>> Start Supplied entries

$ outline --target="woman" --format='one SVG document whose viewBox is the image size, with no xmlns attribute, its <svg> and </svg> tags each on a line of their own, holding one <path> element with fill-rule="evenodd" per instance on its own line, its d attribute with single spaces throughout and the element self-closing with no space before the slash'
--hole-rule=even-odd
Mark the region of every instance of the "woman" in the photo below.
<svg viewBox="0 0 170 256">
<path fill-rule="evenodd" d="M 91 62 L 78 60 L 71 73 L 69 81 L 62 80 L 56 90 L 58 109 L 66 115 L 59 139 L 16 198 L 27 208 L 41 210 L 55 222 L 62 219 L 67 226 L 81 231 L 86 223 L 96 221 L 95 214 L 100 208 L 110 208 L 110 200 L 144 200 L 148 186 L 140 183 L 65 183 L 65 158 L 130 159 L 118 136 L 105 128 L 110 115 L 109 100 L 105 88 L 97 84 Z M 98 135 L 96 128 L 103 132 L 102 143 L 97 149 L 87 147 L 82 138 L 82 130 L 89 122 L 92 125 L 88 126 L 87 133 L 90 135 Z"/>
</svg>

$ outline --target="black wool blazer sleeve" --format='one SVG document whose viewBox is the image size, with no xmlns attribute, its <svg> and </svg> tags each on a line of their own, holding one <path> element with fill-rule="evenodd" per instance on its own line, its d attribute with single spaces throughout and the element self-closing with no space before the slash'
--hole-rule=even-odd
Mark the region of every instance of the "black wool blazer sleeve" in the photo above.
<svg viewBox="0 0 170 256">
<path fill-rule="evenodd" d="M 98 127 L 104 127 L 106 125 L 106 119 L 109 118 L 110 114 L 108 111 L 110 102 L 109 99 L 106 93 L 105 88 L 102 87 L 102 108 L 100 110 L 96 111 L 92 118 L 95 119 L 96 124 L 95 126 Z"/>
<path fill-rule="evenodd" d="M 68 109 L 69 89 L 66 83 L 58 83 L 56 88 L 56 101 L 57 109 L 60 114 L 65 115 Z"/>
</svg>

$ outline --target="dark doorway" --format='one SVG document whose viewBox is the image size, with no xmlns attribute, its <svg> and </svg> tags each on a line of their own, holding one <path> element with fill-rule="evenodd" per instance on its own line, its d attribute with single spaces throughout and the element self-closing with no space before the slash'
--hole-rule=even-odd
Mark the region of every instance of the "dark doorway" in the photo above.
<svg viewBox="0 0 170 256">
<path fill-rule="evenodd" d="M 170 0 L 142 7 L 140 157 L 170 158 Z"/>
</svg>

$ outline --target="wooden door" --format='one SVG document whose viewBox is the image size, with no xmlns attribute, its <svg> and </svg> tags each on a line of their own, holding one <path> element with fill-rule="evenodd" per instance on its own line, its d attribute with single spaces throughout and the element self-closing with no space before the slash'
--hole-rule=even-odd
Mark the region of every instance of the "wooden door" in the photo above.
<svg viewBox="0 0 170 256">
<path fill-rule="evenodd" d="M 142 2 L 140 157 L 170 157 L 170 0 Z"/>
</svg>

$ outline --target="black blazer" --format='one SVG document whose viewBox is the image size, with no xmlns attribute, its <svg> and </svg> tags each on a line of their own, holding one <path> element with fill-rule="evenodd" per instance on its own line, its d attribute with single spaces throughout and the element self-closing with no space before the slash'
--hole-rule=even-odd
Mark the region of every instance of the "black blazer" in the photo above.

>> End Supplied entries

— Work instructions —
Pick out each line of the records that contains the word "every" and copy it.

— Reply —
Mark the region of every instance of the "woman" in the photo below.
Mark the region of every instance of the "black wool blazer sleeve" in the photo above.
Mark the region of every instance of the "dark doorway" in the photo above.
Mark the region of every instance of the "wooden door" in the photo above.
Mark the region of every instance of the "black blazer" in the photo above.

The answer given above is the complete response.